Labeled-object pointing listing
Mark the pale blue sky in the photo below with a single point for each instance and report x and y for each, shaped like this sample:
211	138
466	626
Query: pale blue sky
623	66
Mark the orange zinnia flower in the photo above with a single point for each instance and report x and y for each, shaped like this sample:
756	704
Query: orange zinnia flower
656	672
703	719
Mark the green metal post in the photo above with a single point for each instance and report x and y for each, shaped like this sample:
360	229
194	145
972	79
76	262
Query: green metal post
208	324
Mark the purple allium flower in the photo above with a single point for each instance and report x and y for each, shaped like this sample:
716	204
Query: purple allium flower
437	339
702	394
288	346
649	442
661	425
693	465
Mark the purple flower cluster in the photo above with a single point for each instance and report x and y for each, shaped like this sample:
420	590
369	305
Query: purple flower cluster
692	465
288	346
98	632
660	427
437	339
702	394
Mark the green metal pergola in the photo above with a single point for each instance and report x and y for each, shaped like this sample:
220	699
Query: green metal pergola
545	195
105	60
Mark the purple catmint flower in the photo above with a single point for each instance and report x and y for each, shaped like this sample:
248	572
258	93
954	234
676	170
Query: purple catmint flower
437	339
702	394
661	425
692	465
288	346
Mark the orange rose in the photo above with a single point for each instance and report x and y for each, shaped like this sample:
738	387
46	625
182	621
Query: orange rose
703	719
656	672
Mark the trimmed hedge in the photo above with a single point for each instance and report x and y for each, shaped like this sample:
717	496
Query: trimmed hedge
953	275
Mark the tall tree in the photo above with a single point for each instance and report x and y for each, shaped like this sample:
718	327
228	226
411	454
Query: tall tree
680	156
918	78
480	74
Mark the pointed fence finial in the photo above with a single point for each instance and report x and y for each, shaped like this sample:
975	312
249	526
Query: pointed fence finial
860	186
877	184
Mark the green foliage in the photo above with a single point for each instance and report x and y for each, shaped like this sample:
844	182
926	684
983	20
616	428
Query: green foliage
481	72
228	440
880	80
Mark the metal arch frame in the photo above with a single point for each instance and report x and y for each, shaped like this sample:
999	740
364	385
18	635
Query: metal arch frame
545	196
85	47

• [Task instructions]: Reproduce the listing from the line with "Mark the green foliage" through the end of the listing, replacing "foliage" with "leaves" and keeping everything else the same.

• [Reply]:
Mark the green leaves in the photo above with a single point for each instance and report x and y for each, shaped like this sample:
844	182
926	684
983	20
616	428
Query: green leaves
481	72
228	440
880	80
Mark the metal arch frame in the photo above with a single point for each instance and report x and y for each, shaped like this sample:
999	740
364	385
18	635
Query: metal arch frame
545	196
85	47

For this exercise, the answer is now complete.